— THE EXERCISE —
Copy out, character for character, the lines of the data below, starting with the line that contains "ground in the photo above." and running through the end of the data.

— RECORD EXTRACTS —
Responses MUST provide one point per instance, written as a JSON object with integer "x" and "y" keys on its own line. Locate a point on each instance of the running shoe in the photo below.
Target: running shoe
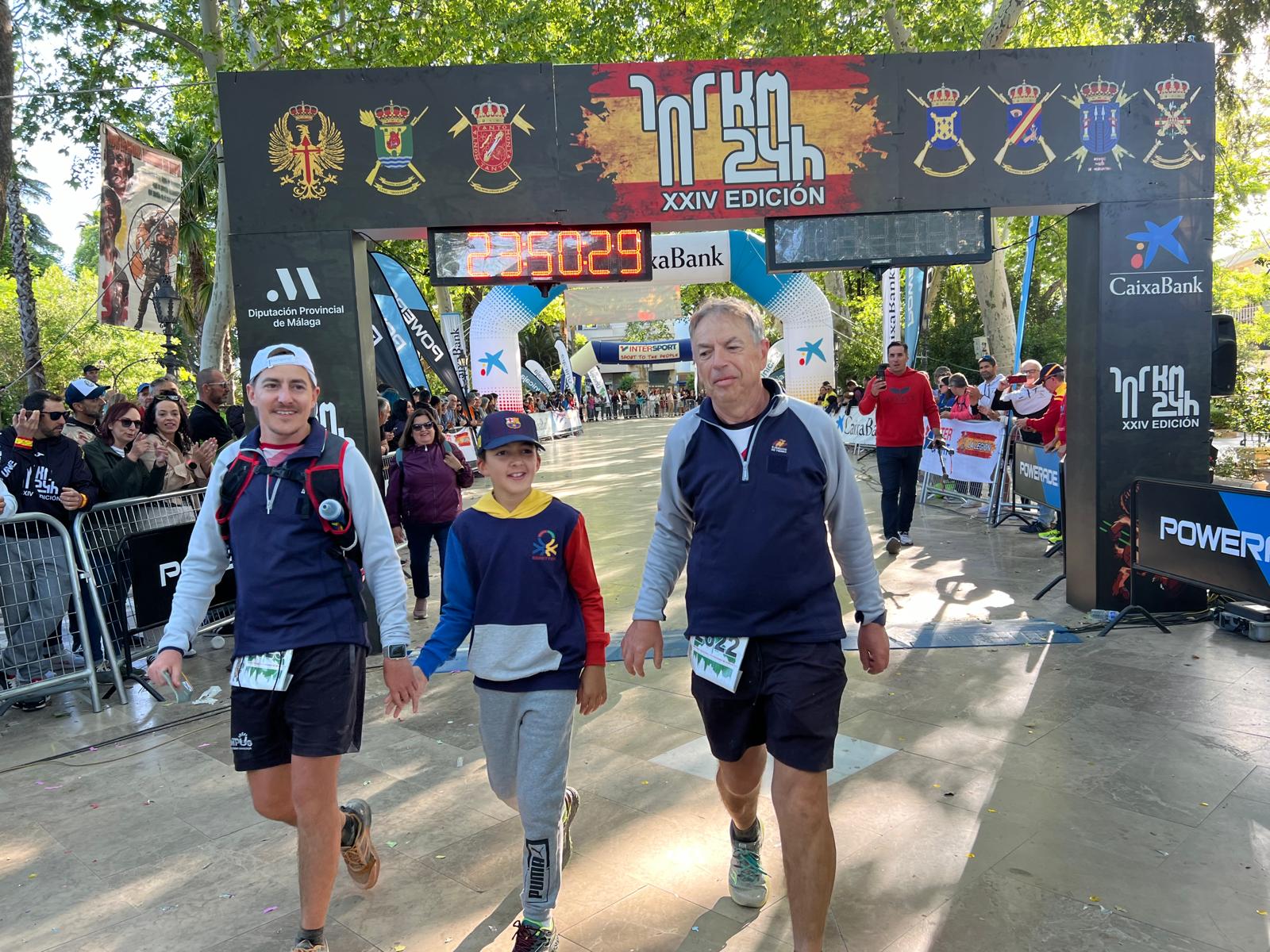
{"x": 360, "y": 854}
{"x": 572, "y": 801}
{"x": 747, "y": 880}
{"x": 535, "y": 939}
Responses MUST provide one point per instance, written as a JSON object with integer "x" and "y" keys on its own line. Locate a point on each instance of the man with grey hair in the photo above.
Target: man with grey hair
{"x": 746, "y": 475}
{"x": 206, "y": 420}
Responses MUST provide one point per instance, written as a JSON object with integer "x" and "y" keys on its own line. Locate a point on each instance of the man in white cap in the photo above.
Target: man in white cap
{"x": 300, "y": 514}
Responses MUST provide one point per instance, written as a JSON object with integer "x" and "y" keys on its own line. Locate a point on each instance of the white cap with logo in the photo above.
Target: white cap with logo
{"x": 279, "y": 355}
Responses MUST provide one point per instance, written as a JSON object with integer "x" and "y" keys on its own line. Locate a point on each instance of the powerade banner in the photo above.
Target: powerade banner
{"x": 139, "y": 228}
{"x": 643, "y": 352}
{"x": 1037, "y": 475}
{"x": 419, "y": 323}
{"x": 1212, "y": 536}
{"x": 975, "y": 448}
{"x": 705, "y": 141}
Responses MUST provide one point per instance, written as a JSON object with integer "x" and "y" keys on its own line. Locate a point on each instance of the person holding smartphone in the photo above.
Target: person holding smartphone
{"x": 906, "y": 412}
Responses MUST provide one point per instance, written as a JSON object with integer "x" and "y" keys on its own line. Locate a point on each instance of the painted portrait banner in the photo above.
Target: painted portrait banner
{"x": 139, "y": 228}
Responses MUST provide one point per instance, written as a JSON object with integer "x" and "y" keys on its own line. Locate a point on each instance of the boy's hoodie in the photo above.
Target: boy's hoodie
{"x": 524, "y": 584}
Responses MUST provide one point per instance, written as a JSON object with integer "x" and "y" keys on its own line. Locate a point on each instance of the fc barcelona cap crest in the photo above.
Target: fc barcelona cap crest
{"x": 505, "y": 427}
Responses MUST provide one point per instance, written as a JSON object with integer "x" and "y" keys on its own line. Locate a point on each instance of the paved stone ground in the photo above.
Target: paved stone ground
{"x": 1113, "y": 793}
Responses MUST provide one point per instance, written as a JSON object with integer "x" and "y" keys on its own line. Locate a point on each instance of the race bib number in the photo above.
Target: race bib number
{"x": 267, "y": 672}
{"x": 718, "y": 660}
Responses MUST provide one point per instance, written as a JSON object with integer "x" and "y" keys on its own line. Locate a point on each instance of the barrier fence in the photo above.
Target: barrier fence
{"x": 40, "y": 581}
{"x": 131, "y": 552}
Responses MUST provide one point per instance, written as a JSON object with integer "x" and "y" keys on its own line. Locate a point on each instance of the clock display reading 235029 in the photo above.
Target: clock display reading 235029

— OUTPUT —
Responses MUST provide one point per instance, written as a JSON object with integer "x" and "y" keys on its own line. Locate a point on each instance of the paved stone ground in the photo above.
Target: paved stone ground
{"x": 1113, "y": 793}
Responses MUST provide one point per instance, written as a JSON object with integer "x" and "y" keys on its own line. Locate a point on each instance of the race bib number in the photo above.
Target: race bib number
{"x": 267, "y": 672}
{"x": 718, "y": 660}
Responses MUST provide one point per instance, written as a JSON object with integer "x" and "y" keys on its own line. Locate a point on each instance of the barrier fence in the photo above.
Target: barrier fence
{"x": 40, "y": 581}
{"x": 131, "y": 552}
Responses MUST provide one point per instance, written as a JSON object with integer "x" and "y" keys on its own line. Locate a point on each instance of the clock display reading 235029 in the photo above.
Target: clock display reading 235029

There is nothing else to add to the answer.